INPUT START
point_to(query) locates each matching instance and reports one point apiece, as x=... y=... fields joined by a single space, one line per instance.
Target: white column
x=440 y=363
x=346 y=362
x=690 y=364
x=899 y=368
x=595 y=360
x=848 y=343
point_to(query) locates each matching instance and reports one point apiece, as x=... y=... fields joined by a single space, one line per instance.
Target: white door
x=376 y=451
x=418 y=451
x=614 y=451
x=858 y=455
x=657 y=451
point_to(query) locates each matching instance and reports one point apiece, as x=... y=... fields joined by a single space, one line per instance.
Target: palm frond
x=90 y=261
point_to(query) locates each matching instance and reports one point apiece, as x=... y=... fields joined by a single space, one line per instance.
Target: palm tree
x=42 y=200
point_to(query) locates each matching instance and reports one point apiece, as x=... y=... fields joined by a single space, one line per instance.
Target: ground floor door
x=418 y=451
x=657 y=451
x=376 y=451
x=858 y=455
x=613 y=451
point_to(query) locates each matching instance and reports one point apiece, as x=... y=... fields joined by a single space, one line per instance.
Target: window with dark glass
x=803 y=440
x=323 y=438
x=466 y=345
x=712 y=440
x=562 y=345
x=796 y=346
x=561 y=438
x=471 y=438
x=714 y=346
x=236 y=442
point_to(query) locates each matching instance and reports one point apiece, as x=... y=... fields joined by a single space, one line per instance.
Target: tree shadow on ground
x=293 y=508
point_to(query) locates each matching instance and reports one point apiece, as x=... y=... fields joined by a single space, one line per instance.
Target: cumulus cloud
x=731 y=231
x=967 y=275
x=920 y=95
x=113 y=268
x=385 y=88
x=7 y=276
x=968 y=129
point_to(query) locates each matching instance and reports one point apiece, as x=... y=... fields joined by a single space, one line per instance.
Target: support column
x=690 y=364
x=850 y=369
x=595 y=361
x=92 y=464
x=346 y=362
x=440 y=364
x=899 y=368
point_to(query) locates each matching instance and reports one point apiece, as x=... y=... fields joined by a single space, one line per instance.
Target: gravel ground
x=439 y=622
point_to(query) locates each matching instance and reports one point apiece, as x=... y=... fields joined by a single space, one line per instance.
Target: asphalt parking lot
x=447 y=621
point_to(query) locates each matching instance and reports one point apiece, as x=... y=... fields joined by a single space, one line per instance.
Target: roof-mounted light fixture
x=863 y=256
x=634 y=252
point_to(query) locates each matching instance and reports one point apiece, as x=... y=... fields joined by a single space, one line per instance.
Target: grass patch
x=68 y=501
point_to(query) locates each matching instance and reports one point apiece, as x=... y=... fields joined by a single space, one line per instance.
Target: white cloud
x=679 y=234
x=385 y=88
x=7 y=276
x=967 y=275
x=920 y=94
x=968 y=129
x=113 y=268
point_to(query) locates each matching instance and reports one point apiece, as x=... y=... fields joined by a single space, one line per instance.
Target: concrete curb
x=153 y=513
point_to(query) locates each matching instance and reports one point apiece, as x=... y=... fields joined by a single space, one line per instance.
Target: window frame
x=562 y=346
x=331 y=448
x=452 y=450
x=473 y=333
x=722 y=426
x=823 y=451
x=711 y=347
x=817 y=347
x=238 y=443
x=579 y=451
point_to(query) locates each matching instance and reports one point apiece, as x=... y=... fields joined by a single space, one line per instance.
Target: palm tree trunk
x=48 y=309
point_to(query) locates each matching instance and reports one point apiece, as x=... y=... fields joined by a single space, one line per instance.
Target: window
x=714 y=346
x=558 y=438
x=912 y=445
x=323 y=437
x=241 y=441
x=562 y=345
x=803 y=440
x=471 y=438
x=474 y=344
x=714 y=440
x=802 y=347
INPUT END
INPUT START
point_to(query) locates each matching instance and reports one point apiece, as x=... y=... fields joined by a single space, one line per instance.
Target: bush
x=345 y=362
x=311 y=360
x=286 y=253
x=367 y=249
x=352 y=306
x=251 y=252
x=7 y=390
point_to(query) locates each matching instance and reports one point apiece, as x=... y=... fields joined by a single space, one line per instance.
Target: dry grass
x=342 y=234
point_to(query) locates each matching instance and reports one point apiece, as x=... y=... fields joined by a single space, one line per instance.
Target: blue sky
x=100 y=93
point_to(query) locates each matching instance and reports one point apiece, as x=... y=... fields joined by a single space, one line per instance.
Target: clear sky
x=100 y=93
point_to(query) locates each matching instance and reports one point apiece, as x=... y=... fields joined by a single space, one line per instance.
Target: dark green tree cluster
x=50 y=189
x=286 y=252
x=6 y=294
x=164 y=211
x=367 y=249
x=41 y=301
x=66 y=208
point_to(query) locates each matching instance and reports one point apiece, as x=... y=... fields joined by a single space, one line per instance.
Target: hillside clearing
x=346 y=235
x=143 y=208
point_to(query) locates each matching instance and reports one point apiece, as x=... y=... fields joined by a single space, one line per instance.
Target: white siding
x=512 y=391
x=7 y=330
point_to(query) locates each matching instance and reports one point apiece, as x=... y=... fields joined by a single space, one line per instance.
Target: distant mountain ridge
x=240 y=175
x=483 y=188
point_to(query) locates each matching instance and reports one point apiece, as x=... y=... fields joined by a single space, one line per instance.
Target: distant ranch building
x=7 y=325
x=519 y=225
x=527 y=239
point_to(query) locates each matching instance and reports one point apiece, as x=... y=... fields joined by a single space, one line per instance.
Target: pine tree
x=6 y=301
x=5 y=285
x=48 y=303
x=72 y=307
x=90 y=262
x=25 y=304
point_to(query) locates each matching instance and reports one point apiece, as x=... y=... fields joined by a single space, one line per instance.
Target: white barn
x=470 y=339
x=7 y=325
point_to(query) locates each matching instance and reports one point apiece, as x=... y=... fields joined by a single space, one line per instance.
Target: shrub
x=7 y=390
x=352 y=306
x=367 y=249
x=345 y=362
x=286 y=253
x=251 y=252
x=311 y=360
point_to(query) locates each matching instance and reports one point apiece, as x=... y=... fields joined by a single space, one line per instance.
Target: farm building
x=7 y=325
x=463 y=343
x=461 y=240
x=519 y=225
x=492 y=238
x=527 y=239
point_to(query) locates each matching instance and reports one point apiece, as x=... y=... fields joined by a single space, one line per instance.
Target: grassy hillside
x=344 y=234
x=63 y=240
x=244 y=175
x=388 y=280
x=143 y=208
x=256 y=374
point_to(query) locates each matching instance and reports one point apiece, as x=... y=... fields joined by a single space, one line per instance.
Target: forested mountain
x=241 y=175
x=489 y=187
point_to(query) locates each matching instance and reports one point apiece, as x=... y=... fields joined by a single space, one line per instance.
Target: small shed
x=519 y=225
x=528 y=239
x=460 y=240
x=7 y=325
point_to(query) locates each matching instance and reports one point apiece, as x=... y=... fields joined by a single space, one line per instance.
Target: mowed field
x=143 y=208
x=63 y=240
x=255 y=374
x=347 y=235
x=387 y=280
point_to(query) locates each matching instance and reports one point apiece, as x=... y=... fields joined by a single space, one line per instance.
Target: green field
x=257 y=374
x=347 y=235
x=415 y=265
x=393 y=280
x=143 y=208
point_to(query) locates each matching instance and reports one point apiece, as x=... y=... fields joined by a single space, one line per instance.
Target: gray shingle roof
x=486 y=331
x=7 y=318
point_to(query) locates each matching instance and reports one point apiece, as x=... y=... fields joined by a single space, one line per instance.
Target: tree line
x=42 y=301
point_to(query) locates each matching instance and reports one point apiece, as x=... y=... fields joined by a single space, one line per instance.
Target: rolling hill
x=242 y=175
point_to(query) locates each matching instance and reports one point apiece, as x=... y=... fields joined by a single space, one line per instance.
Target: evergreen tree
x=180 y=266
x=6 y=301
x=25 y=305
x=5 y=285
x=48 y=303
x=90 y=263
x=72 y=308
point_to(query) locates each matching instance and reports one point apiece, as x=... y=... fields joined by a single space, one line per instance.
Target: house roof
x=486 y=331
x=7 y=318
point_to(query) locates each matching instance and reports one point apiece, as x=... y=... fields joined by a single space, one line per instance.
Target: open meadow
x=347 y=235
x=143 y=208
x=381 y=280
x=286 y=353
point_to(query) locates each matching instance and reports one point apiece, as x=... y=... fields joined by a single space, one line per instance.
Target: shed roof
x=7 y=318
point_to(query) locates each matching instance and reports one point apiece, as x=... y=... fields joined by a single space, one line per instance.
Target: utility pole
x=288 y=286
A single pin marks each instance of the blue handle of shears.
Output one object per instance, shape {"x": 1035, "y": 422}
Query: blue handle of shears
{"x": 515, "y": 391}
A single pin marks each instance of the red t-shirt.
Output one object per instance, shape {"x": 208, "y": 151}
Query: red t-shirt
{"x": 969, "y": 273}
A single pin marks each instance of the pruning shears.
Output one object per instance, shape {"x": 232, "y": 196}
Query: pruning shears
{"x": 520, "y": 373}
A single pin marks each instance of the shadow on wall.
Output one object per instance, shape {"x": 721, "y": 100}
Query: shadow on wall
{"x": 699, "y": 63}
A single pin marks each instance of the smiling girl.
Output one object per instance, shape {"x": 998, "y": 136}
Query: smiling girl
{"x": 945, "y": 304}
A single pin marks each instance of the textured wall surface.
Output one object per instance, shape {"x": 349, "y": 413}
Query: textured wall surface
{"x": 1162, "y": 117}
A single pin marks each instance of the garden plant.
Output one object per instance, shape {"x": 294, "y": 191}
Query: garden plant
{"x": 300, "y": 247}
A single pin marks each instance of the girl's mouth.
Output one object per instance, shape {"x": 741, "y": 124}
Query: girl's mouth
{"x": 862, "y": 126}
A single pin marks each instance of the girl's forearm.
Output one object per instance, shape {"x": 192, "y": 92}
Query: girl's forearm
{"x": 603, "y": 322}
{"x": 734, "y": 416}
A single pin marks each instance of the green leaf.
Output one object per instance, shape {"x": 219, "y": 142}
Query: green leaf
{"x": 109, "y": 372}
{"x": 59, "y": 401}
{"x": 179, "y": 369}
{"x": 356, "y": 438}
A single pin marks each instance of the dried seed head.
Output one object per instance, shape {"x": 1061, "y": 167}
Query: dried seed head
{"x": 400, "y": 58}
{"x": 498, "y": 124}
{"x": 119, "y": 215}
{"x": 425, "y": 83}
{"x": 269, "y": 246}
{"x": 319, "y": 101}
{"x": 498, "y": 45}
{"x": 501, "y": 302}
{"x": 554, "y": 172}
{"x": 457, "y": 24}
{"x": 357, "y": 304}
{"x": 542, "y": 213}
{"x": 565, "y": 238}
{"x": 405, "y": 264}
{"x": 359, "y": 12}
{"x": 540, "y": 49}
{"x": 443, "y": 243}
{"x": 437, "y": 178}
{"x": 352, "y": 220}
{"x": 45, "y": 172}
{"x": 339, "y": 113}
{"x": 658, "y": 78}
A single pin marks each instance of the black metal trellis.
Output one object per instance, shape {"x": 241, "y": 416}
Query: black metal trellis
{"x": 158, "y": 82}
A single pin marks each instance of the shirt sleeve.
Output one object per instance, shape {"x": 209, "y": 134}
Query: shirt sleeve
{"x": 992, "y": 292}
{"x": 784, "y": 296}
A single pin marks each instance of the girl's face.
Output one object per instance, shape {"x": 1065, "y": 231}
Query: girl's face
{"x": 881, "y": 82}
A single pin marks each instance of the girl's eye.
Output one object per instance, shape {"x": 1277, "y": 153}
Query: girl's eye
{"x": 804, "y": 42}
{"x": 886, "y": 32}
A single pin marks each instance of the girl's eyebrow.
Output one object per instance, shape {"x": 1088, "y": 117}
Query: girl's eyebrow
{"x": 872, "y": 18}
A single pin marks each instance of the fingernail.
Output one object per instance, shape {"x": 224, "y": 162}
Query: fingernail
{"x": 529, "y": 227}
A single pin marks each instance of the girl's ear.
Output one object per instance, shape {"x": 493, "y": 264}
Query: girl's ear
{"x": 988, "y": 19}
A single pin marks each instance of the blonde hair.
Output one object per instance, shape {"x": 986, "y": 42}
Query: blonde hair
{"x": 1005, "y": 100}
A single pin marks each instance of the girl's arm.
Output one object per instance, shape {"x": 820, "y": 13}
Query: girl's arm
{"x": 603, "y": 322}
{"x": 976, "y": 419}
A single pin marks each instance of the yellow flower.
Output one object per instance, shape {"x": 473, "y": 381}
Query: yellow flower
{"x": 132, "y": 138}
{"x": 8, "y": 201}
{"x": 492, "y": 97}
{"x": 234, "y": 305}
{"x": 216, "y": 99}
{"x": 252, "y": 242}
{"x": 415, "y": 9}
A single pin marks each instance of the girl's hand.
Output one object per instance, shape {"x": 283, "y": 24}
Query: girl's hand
INPUT END
WHAT IS EXPECTED:
Your answer must consist solely of the lines above between the line holding "A single pin marks each instance of the girl's eye." and the line holding "A single pin marks each instance of the girl's ear.", inclusive, copied exactly.

TASK ANSWER:
A single pin marks each instance of the girl's eye.
Output one object per instance, shape {"x": 1277, "y": 153}
Query: girl's eye
{"x": 804, "y": 42}
{"x": 886, "y": 32}
A single pin marks each instance of the girl's eyebrow.
Output one object per instance, shape {"x": 1088, "y": 117}
Query: girl's eyebrow
{"x": 872, "y": 18}
A single pin marks each instance of the fingernail.
Output one object per instance, shape {"x": 224, "y": 162}
Query: fingernail
{"x": 529, "y": 227}
A single pin marks each instance of the girl's ear.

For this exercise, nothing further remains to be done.